- [Exercise description]
Please copy exactly the lines that begin with the one containing "the ski track" and end with the last line of the entries.
-- -- --
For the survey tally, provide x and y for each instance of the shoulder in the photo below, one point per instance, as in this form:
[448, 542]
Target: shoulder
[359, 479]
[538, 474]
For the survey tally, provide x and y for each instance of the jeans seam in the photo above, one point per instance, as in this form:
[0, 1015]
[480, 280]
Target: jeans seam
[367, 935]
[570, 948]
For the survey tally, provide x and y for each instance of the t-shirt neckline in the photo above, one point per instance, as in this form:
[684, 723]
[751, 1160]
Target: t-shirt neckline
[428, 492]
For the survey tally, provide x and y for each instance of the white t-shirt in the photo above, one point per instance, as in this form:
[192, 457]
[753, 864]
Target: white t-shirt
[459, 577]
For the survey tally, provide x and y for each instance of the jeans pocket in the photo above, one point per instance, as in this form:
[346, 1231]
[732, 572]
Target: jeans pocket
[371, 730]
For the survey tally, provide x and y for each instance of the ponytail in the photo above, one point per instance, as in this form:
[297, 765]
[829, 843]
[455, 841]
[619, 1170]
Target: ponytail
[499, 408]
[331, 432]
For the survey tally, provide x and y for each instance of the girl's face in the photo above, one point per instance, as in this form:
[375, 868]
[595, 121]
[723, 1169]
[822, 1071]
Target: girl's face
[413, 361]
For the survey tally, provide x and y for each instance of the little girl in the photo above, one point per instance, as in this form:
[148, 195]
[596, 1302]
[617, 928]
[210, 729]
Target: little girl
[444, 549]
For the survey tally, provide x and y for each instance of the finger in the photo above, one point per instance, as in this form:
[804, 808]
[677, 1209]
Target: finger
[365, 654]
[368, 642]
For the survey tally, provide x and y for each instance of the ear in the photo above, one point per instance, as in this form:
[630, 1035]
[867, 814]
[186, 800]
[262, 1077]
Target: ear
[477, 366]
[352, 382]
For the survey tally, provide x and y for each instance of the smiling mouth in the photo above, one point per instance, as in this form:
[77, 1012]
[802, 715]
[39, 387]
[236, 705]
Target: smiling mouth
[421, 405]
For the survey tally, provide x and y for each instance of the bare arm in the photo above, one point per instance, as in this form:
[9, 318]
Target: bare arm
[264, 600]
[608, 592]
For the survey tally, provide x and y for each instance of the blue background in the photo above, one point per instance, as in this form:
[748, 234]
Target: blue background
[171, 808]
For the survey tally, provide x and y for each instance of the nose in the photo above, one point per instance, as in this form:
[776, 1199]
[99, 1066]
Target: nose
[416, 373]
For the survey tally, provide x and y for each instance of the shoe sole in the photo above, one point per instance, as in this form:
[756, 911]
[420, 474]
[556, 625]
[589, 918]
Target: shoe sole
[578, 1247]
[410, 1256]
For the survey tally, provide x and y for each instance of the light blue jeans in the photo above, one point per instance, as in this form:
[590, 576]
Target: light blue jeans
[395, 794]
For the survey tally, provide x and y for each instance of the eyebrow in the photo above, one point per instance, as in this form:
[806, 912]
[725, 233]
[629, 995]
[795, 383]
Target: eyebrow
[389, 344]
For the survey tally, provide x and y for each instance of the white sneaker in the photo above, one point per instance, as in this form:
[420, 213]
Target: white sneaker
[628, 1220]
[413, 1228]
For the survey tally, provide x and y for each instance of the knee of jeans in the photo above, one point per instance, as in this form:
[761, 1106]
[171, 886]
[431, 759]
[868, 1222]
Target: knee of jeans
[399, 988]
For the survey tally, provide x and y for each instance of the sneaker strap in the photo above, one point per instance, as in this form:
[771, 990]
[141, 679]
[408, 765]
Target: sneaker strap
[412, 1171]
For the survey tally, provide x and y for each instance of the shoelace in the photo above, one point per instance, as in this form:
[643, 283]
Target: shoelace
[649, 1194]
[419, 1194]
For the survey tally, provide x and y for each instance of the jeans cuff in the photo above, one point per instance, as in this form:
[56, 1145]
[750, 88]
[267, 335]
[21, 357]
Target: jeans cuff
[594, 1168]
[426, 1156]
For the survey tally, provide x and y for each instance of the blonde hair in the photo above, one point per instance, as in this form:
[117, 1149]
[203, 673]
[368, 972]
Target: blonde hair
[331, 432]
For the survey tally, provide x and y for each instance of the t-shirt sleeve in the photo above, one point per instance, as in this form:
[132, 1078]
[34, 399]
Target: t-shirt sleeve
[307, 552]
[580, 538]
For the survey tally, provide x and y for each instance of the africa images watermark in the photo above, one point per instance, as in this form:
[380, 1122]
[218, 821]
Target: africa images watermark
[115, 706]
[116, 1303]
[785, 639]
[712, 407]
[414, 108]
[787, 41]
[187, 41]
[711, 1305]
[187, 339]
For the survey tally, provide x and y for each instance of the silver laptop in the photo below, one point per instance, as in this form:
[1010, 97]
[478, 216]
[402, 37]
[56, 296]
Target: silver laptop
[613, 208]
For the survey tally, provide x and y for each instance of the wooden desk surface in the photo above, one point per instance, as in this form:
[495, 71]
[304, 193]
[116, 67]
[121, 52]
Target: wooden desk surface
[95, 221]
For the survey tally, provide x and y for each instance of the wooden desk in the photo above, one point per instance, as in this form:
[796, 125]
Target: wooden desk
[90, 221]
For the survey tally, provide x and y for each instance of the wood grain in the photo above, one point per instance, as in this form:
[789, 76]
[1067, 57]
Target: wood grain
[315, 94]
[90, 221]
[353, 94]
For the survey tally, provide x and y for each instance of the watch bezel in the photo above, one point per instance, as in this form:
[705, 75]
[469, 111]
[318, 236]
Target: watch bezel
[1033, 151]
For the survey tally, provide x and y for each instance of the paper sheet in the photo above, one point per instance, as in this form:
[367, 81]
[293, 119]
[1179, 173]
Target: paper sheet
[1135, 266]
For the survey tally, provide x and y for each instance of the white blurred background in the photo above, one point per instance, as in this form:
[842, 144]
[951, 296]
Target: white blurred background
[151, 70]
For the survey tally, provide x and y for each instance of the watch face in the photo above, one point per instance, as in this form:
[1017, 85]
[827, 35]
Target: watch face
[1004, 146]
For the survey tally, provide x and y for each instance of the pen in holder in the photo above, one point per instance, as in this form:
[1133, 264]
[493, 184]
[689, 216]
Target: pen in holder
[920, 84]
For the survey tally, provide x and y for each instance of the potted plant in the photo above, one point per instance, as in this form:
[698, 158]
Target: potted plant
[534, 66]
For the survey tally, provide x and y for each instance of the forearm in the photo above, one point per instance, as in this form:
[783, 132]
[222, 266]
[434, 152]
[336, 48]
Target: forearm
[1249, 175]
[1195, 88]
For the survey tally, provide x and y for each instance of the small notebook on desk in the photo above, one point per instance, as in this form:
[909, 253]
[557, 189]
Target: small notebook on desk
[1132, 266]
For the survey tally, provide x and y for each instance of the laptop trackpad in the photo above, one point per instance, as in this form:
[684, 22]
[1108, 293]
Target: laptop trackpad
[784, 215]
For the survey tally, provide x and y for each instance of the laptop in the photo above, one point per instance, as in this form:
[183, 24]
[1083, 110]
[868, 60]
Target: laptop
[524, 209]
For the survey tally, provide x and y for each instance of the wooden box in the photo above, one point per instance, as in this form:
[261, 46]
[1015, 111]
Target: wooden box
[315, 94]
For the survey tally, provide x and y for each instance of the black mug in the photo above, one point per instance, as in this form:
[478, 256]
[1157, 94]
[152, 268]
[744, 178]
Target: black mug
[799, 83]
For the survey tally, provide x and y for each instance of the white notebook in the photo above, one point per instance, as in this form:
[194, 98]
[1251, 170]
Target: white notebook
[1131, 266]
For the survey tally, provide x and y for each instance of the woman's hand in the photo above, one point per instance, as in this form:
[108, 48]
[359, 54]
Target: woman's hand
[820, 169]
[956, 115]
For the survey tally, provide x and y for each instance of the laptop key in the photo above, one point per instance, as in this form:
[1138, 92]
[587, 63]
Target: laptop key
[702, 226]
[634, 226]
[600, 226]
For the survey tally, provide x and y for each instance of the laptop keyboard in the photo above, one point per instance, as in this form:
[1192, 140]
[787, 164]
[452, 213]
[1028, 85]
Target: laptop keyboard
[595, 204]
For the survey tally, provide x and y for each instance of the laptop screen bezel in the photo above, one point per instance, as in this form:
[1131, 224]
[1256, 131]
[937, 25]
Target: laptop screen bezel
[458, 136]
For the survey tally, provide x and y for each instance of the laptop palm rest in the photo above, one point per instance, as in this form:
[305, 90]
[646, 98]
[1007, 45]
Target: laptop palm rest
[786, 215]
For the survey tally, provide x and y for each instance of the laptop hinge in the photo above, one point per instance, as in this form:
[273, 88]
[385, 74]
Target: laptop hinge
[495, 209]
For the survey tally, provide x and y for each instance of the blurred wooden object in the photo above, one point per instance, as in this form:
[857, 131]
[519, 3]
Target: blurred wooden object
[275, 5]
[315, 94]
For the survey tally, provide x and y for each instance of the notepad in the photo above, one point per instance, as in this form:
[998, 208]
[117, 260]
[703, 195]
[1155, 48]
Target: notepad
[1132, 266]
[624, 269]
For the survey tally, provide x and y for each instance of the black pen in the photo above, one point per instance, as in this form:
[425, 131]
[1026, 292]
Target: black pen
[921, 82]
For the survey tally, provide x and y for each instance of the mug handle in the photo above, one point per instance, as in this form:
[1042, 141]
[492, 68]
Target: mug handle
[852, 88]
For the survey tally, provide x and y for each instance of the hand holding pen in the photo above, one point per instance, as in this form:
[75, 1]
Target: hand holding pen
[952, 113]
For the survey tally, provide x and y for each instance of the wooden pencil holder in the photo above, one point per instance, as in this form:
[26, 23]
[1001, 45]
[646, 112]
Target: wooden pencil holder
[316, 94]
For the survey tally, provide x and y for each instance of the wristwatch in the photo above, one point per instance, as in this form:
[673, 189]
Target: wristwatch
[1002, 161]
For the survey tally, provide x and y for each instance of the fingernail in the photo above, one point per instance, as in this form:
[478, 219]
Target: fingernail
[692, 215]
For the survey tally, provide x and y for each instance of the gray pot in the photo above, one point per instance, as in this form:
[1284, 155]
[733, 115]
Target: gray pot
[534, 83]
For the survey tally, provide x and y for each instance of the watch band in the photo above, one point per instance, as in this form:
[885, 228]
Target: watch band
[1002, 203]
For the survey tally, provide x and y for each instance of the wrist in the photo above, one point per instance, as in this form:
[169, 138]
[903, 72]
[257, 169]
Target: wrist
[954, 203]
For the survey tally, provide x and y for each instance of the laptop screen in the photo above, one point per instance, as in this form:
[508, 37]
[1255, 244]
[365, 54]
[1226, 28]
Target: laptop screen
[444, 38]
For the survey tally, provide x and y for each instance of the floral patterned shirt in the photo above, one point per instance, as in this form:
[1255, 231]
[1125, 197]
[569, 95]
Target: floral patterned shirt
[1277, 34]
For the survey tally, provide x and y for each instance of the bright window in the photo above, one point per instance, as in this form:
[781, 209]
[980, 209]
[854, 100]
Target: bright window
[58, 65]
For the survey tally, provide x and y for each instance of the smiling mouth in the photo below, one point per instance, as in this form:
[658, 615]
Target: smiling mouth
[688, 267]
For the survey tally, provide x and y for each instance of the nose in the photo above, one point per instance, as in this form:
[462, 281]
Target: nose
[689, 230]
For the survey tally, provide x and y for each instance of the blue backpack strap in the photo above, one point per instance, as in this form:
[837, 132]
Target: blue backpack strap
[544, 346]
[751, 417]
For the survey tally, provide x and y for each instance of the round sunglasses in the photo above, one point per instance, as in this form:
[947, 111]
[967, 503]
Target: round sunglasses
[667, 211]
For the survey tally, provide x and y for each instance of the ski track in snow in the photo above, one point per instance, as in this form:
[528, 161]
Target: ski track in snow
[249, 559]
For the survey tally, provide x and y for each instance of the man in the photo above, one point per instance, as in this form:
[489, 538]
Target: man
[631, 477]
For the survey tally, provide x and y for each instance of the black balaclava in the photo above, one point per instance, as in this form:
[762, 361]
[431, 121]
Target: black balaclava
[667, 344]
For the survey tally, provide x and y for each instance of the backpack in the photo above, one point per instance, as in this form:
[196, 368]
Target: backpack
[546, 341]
-- -- --
- [Exercise result]
For the survey tally, provide x and y for each instance of the ski track in snow in the photo above, one point per instance, as in this form:
[528, 161]
Target: ski track in snow
[249, 559]
For the survey tally, provide x and y for each instance of the man in the photo above, one point per instance, as in this form:
[489, 538]
Target: man
[631, 477]
For the survey tally, provide x and y for each instance of the black balaclava in the photo above, one point per instance, as in this form:
[762, 361]
[431, 121]
Target: black balaclava
[667, 344]
For the survey tally, provide x and y for each instance of the backpack in the photo above, one point per instance, as in this form:
[196, 368]
Target: backpack
[546, 341]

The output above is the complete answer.